__REQUIRED TASK A__: From the piece on Roy Oswalt below, list the three teams he has reportedly told friends and reporters he would waive his no-trade clause to join.

__READING TEXT__:

------------------------

OK, OK, OK. I get it. You want to know whether Roy Oswalt will be a Texas Ranger.
I haven't gotten this many emails on one subject since St. Patrick's Day's off-the-field news.
Would Texas want Roy Oswalt? Of course. At 32, he remains one of the most consistently effective starting pitchers in baseball.
Would Houston trade Oswalt? Maybe. On the heels of the righthander's announcement that he'd waive his full no-trade clause to "try[ ] to get back to the playoffs," and that he thinks a trade might be "a good thing for both [him and the team]," Astros GM Ed Wade has pointed out that his ace "has a no-trade clause, not a ‘trade-me' clause," as a way of saying he's not going to be forced by the player into trading him. Still, you'd have to think that Oswalt's apparent assurance to Astros owner Drayton McLane that, if traded, he'd "love to come back and finish [his] career" in Houston theoretically makes the idea of springing him for a mini-foundation of young talent more palatable.
Would Oswalt agree to come to Texas? Evidently. He's apparently told friends and reporters that there are three teams for whom he'd waive the no-trade and accept a deal to - Texas, Atlanta, and St. Louis - with some suggestion that the Dodgers and Red Sox might be on his list as well.

------------------------

__RECORDS FOR PROCESSING__:
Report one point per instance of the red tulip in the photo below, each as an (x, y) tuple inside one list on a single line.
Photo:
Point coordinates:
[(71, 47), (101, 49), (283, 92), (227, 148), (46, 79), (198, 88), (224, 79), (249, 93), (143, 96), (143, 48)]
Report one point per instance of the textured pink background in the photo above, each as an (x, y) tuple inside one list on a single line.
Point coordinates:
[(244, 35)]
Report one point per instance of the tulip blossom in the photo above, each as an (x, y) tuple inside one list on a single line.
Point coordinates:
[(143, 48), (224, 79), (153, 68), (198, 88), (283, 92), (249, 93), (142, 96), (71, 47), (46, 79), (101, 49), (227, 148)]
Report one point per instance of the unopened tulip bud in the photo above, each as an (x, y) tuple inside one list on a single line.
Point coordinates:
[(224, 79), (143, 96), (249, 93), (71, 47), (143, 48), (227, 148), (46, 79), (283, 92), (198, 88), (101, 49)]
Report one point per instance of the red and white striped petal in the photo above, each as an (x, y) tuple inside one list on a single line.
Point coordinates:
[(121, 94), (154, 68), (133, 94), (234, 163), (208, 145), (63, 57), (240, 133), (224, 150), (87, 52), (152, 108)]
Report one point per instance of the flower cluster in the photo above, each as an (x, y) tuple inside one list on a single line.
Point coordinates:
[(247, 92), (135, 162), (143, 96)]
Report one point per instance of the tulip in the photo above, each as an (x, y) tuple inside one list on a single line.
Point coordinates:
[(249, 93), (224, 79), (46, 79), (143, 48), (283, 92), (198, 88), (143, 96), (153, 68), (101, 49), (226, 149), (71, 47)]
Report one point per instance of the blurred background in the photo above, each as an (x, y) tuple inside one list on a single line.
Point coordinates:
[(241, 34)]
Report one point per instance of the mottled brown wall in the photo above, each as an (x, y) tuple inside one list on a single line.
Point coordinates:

------------------------

__REQUIRED TASK B__: Please return the stretch of the entries from the line that contains "Report one point per instance of the red and" through the line that contains "52), (152, 108)]", both lines included, reproduced verbatim.

__RIGHT ANSWER A__: Texas, Atlanta, St. Louis

__RIGHT ANSWER B__:
Report one point per instance of the red and white striped petal in the photo above, each as an (x, y) tuple inside one list on a single line.
Point coordinates:
[(121, 94), (154, 68), (133, 94), (234, 163), (208, 145), (63, 57), (240, 133), (224, 150), (87, 52), (152, 108)]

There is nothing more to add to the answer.